§ **Exercise aim**
Convert the records, from the first line through the line containing "pixel 660 347", into a JSON list of strings with one string per line and any blank lines omitted.

Start Task inputs

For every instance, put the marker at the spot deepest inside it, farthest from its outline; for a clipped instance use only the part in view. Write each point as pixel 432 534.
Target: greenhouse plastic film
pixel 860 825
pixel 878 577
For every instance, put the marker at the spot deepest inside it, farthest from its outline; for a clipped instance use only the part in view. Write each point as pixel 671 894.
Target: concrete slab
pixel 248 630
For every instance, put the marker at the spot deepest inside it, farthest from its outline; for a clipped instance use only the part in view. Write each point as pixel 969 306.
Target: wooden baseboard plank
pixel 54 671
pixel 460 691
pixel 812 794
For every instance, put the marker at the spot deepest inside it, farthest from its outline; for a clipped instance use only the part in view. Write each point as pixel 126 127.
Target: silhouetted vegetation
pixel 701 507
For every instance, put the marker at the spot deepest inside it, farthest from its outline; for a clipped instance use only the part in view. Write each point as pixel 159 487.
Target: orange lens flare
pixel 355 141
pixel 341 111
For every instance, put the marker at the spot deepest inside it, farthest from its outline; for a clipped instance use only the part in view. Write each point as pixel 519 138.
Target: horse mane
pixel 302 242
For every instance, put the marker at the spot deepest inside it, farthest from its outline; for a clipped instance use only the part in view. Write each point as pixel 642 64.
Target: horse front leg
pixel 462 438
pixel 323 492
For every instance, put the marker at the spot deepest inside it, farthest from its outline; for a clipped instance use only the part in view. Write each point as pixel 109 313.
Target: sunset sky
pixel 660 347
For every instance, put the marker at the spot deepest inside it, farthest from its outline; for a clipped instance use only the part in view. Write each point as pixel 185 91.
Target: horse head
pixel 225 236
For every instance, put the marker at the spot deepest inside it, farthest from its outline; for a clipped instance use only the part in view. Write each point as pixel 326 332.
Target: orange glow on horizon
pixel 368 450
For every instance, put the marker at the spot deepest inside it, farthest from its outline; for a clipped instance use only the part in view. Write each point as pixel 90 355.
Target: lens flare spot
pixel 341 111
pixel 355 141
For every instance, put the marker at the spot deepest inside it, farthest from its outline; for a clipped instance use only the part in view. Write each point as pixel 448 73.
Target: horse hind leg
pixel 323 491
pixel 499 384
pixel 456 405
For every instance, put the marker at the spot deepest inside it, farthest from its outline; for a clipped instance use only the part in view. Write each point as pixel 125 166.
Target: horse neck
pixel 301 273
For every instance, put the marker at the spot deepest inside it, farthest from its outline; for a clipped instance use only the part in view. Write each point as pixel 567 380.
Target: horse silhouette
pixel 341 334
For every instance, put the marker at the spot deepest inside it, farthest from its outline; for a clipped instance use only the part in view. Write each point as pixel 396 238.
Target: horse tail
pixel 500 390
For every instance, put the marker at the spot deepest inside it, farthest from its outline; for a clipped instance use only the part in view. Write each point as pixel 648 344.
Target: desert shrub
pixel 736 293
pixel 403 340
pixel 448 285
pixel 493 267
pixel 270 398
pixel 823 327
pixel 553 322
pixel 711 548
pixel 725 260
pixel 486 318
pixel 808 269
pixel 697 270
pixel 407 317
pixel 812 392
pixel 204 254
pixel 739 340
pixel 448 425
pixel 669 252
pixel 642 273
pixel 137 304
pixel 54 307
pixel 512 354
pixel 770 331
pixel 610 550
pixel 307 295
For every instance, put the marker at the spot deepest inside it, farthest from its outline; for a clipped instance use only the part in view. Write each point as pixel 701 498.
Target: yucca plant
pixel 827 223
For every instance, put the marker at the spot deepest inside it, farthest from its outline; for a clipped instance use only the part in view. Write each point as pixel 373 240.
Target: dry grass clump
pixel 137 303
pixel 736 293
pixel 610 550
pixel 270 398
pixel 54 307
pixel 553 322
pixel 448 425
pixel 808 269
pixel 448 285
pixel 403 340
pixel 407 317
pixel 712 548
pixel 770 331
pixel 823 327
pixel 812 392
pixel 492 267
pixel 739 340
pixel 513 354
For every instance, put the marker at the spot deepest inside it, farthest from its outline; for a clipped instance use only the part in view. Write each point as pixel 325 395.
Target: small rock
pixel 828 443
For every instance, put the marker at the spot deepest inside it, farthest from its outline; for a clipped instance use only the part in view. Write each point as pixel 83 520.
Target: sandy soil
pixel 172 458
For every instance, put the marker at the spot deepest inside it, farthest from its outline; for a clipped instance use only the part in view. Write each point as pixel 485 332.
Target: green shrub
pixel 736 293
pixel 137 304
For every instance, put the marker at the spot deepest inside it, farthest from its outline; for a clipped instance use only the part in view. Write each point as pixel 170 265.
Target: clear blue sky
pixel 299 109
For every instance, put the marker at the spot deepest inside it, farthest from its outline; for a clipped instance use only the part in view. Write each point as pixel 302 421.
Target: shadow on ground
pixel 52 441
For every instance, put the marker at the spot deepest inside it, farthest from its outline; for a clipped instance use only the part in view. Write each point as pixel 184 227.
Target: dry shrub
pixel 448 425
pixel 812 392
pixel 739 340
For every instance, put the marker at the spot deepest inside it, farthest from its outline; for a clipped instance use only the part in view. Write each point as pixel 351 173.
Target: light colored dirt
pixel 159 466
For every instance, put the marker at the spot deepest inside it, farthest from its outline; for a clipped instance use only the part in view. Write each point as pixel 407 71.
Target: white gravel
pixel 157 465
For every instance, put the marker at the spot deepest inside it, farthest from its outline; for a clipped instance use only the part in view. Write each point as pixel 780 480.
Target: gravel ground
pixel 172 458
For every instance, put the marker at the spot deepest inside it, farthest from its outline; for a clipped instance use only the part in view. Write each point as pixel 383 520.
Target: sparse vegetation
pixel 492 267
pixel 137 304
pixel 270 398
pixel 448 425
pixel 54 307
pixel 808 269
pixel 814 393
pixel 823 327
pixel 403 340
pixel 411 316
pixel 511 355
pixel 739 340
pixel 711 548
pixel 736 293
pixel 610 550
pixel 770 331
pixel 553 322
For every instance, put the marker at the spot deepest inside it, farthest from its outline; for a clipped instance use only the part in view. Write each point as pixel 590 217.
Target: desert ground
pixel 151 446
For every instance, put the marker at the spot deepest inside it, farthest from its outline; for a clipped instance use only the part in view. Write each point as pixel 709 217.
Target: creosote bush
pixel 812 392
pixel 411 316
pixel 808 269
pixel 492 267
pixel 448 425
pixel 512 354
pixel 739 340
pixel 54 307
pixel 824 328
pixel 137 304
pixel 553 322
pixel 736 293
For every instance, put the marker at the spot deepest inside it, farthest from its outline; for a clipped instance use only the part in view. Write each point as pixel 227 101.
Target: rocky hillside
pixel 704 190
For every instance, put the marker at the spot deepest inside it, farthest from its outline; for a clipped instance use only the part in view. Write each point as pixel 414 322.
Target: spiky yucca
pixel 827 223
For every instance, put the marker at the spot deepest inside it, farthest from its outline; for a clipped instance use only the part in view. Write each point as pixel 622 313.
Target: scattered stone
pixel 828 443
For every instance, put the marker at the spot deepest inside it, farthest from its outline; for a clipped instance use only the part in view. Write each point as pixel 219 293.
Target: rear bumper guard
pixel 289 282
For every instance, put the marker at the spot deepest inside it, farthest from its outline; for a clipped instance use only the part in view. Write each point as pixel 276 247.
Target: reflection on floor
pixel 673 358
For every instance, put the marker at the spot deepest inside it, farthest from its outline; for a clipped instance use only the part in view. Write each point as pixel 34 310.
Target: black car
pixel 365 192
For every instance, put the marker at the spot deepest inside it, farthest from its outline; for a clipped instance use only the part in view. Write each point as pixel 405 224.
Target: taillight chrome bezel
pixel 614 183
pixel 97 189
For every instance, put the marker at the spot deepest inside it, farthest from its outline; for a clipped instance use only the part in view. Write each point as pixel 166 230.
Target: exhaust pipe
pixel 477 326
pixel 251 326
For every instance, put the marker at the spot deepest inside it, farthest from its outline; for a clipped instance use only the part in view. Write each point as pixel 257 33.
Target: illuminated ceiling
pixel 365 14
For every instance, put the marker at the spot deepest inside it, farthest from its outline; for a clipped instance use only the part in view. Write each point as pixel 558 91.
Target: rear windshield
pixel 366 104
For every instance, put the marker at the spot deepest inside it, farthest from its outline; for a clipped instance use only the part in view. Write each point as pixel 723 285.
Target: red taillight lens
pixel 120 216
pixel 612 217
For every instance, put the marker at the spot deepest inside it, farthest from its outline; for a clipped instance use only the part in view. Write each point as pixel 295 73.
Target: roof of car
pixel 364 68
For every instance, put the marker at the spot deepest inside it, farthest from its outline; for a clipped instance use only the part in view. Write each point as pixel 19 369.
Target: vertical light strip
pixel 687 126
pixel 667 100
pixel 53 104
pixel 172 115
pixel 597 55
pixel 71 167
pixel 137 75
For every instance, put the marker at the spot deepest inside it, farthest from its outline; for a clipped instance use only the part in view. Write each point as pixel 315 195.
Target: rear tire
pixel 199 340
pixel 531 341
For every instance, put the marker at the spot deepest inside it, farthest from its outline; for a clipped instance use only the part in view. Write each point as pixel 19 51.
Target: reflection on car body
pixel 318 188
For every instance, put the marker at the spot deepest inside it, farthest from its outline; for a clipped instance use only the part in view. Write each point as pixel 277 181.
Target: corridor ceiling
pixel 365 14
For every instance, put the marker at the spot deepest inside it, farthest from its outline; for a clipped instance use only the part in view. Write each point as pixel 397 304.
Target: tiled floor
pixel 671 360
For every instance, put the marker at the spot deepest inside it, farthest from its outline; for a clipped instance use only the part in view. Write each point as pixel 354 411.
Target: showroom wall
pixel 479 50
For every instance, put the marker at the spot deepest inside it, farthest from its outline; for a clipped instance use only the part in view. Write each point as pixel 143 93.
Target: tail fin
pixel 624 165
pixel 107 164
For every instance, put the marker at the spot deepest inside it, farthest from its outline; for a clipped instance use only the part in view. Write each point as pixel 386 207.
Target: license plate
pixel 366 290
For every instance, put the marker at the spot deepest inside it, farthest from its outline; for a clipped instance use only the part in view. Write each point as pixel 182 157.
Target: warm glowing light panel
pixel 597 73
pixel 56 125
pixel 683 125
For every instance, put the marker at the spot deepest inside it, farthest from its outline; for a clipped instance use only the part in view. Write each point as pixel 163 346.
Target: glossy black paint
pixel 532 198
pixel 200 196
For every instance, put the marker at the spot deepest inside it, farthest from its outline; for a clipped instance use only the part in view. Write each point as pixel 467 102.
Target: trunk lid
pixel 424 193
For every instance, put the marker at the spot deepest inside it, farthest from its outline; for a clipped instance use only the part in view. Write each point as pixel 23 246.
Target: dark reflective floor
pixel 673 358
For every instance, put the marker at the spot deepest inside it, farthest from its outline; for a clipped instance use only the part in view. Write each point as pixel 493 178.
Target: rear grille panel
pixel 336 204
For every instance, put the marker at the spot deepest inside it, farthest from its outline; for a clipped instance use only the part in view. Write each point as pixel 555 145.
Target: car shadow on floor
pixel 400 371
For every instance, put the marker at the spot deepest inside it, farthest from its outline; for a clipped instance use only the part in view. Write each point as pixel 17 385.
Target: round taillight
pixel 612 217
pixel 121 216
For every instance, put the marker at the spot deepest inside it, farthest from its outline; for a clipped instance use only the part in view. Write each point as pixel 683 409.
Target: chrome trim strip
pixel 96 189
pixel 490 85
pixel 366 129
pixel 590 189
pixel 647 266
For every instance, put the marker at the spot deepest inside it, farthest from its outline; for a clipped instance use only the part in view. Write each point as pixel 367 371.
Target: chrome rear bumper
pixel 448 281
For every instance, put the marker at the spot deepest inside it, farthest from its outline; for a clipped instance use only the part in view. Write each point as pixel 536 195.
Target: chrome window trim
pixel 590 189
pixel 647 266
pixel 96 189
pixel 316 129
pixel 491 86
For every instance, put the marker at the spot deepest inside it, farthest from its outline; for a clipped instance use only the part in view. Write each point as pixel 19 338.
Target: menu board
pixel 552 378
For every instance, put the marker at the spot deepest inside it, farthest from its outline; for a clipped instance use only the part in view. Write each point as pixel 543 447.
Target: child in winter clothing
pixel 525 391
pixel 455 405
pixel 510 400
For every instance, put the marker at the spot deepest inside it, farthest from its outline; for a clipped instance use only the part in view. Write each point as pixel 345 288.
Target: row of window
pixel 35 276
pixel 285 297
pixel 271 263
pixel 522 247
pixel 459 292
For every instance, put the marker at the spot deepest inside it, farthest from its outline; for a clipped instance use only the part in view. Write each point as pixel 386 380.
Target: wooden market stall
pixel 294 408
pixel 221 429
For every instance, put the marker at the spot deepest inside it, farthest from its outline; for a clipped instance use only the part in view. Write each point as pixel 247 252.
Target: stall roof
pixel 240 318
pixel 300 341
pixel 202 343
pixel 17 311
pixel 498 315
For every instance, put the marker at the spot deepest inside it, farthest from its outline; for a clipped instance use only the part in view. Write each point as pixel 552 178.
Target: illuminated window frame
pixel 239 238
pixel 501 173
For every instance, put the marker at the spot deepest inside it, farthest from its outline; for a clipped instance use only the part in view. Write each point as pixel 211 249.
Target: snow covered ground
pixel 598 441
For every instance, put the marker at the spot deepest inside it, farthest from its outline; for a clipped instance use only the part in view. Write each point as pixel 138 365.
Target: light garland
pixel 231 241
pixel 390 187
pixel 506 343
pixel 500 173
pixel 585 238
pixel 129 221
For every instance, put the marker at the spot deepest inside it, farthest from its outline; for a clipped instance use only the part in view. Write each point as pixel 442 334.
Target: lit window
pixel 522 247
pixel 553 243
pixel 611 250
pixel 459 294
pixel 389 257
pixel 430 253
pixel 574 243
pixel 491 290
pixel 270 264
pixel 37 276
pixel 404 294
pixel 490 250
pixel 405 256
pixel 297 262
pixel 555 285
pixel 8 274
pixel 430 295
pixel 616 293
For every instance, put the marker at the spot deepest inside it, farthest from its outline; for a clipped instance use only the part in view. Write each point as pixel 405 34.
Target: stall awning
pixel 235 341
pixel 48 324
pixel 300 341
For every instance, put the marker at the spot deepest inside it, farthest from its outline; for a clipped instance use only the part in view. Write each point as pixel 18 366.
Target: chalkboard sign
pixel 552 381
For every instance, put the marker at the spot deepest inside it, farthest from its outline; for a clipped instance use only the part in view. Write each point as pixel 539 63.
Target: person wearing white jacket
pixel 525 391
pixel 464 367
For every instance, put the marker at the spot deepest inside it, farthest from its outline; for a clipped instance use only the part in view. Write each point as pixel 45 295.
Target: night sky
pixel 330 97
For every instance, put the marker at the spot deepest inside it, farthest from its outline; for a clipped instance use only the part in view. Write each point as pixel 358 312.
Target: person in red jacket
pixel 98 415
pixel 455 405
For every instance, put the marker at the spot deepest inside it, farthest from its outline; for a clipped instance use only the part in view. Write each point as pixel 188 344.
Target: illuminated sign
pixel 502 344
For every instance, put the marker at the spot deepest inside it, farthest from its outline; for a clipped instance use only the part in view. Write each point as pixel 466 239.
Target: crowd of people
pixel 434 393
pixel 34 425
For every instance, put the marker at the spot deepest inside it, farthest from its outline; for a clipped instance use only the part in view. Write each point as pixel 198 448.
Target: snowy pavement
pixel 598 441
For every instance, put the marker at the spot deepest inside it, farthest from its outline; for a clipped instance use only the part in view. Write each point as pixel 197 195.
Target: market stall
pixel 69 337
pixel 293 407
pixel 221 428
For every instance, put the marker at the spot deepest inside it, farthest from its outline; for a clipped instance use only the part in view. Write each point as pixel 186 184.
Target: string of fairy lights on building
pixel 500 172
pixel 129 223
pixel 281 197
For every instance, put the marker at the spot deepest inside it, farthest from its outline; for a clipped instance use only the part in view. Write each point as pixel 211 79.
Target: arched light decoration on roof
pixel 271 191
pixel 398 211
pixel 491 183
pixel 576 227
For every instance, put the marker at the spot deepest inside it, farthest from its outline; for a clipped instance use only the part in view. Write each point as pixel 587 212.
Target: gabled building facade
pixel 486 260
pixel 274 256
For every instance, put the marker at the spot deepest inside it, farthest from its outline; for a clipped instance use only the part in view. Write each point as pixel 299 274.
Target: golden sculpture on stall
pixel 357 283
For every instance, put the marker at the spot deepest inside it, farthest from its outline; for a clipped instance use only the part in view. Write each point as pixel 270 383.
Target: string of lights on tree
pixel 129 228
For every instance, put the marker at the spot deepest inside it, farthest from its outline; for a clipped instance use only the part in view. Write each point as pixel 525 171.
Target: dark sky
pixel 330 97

End Task inputs

§ **Finished answer**
[
  "For every instance, put the marker at the spot deepest inside it, farthest from its outline; for a clipped instance use only the part in view. Write each point as pixel 432 534.",
  "Target: greenhouse plastic film",
  "pixel 860 825",
  "pixel 878 577",
  "For every instance, put the marker at the spot deepest inside it, farthest from its outline; for a clipped instance use only the part in view. Write each point as pixel 671 894.",
  "Target: concrete slab",
  "pixel 248 630",
  "For every instance, put the marker at the spot deepest inside it, farthest from its outline; for a clipped instance use only the part in view. Write each point as pixel 969 306.",
  "Target: wooden baseboard plank",
  "pixel 54 671",
  "pixel 460 691",
  "pixel 812 794",
  "For every instance, put the marker at the spot deepest inside it, farthest from its outline; for a clipped instance use only the part in view. Write each point as pixel 126 127.",
  "Target: silhouetted vegetation",
  "pixel 701 507",
  "For every instance, put the marker at the spot deepest inside it, farthest from its outline; for a clipped instance use only the part in view. Write each point as pixel 159 487.",
  "Target: orange lens flare",
  "pixel 355 141",
  "pixel 341 111",
  "For every instance, put the marker at the spot deepest inside it, farthest from its outline; for a clipped instance use only the part in view. Write each point as pixel 519 138.",
  "Target: horse mane",
  "pixel 302 242",
  "For every instance, put the marker at the spot deepest inside it, farthest from its outline; for a clipped instance use only the part in view. Write each point as pixel 642 64.",
  "Target: horse front leg",
  "pixel 462 438",
  "pixel 323 492",
  "For every instance, put the marker at the spot deepest inside it, farthest from its outline; for a clipped instance use only the part in view. Write each point as pixel 109 313.",
  "Target: sunset sky",
  "pixel 660 347"
]